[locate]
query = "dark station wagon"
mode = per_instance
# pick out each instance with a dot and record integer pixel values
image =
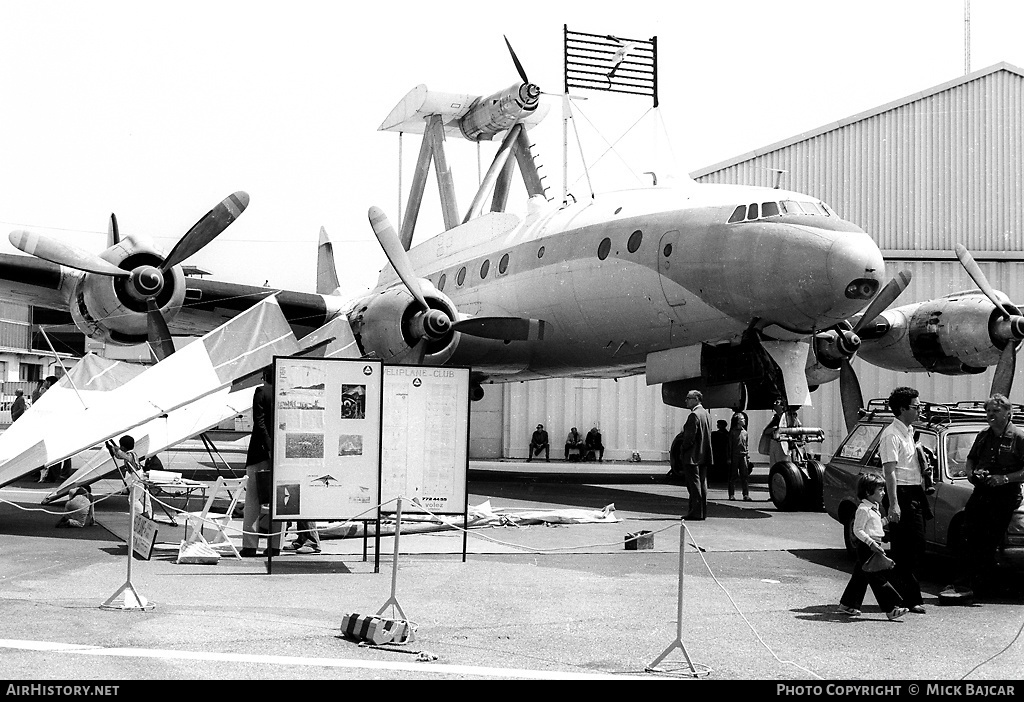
━━━
[WORK TASK]: Go to the line that contains "# pick out each" and copy exactly from there through the last line of the records above, both included. Omit pictures.

[YOUR SOLUTION]:
# pick out each instance with a dot and record integer pixel values
image =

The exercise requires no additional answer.